# [Aim of the task]
Pull out every line in the items below that contains the word "standing", and list those lines.

# [Record set]
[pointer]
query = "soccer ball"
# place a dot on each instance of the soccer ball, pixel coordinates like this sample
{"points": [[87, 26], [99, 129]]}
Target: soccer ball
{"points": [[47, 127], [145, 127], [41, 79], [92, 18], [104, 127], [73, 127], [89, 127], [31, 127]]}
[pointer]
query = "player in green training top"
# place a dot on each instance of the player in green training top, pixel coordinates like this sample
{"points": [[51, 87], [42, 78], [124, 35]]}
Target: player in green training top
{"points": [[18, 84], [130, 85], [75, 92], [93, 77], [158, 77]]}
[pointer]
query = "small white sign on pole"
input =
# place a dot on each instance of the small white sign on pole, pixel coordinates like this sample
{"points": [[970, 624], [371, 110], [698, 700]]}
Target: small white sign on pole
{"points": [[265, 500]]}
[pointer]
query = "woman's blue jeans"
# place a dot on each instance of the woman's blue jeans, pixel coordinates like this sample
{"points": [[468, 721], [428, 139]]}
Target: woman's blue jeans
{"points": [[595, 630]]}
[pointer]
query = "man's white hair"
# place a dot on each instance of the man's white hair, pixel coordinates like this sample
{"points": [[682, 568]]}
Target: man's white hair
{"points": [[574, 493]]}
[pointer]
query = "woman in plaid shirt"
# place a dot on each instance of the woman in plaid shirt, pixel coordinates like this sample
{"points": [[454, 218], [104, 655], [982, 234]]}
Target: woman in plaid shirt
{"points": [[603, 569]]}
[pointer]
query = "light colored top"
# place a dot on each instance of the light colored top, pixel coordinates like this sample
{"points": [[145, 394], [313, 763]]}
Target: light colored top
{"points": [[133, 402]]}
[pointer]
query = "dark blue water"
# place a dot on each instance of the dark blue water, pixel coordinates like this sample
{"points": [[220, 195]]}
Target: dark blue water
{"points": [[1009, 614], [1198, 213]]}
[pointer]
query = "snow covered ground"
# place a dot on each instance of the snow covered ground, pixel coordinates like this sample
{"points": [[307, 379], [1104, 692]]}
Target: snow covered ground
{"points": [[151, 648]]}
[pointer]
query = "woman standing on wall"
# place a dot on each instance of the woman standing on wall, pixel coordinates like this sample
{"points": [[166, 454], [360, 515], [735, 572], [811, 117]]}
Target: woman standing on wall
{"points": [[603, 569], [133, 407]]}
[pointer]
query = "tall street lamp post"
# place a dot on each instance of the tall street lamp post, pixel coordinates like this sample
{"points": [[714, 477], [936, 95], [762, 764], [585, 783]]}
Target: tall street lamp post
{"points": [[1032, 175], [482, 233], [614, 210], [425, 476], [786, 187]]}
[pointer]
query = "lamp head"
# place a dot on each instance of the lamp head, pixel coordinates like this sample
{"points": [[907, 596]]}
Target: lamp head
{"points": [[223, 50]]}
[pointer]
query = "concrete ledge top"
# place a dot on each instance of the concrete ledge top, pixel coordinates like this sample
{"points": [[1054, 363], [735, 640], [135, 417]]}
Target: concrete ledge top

# [Task answer]
query = "woman standing on wall"
# place a dot on each instance of the woman standing on wall, pixel coordinates like this sample
Target: woman standing on wall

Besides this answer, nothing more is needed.